TASK ITEM: Please repeat, exactly and with nothing extra, the line containing "Look at the photo above. For each instance of the brick" and every line after it up to the end of the material.

RECORD EXTRACTS Block Start

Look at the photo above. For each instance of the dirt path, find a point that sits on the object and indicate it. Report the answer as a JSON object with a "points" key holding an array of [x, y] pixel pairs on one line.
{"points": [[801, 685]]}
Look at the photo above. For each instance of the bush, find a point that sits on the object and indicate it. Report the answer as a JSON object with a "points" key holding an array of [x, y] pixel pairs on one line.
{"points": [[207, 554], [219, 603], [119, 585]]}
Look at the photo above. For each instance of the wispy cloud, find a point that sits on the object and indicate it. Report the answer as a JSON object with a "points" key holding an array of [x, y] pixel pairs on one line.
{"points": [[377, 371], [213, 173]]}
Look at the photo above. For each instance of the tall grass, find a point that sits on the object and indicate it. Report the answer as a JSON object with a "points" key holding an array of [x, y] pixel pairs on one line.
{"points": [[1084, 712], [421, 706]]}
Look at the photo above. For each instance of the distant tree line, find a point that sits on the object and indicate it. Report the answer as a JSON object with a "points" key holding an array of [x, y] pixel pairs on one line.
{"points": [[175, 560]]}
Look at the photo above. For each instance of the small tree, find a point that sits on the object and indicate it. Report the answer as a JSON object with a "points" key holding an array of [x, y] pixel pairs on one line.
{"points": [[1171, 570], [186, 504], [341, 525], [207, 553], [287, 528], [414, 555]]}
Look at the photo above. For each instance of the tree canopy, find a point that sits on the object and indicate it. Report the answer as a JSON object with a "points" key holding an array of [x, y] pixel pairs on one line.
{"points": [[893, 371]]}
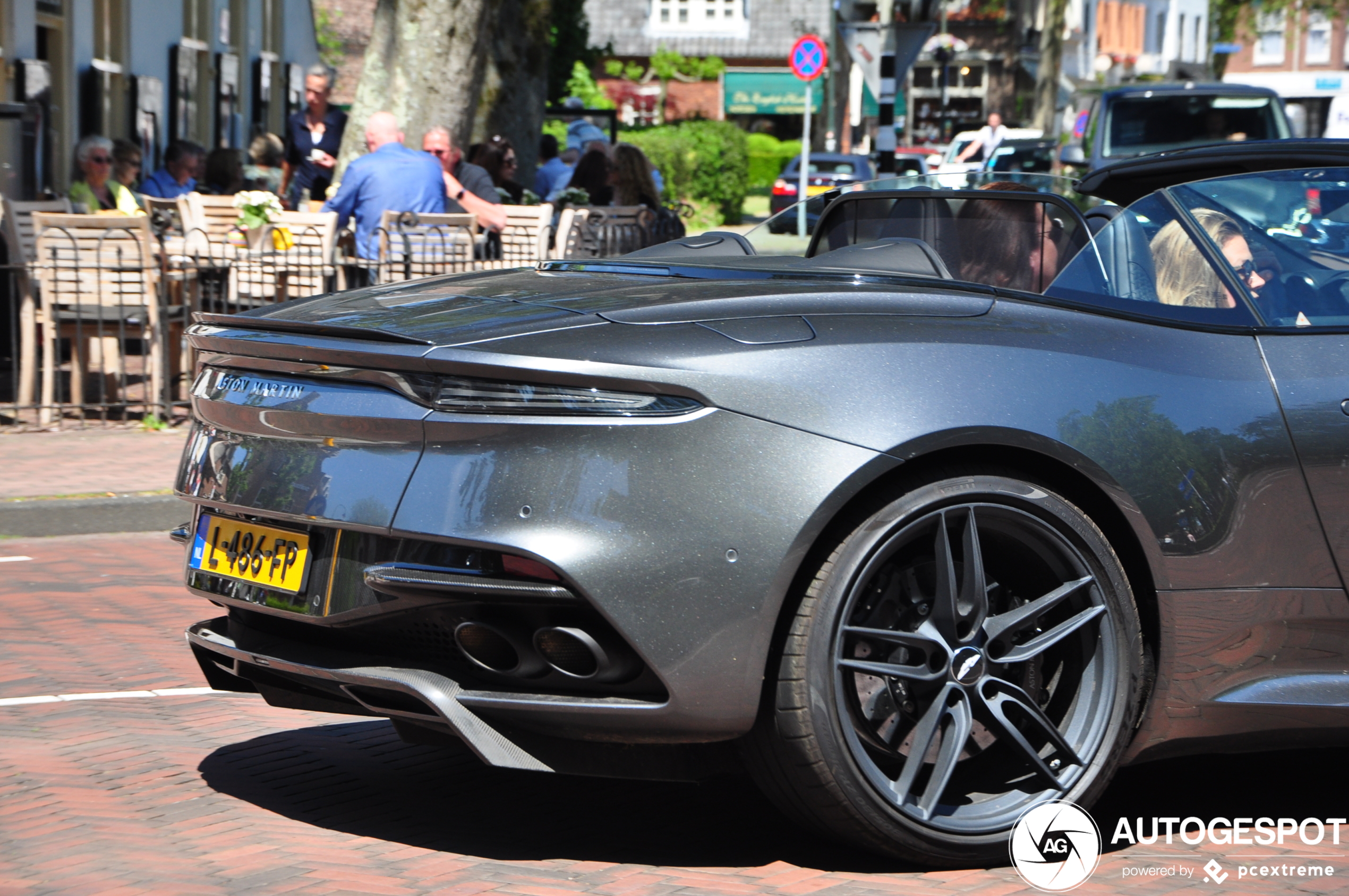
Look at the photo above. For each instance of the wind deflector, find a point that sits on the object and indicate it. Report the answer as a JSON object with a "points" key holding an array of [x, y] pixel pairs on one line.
{"points": [[1128, 181], [306, 328]]}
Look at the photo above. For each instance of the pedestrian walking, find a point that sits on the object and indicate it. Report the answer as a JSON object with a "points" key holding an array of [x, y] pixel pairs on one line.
{"points": [[390, 177], [313, 138], [178, 176], [468, 188]]}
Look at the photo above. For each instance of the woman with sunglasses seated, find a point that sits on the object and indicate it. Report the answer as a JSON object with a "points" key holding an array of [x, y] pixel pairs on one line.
{"points": [[1186, 278], [93, 185]]}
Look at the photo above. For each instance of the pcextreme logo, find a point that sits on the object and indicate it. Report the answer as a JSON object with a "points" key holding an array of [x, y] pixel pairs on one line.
{"points": [[1055, 847]]}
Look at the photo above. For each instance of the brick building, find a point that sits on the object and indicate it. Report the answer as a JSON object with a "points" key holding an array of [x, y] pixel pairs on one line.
{"points": [[149, 71], [1300, 54]]}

RECORD EXTRACTS Block End

FINISHED EXERCISE:
Look at the photo above. For each instance of the brick building, find a point that sits on the object and indicate it. Report the answer as a JSON object with a "points" key holding an array of [x, y] pixel pairs on one line.
{"points": [[149, 71], [1300, 54]]}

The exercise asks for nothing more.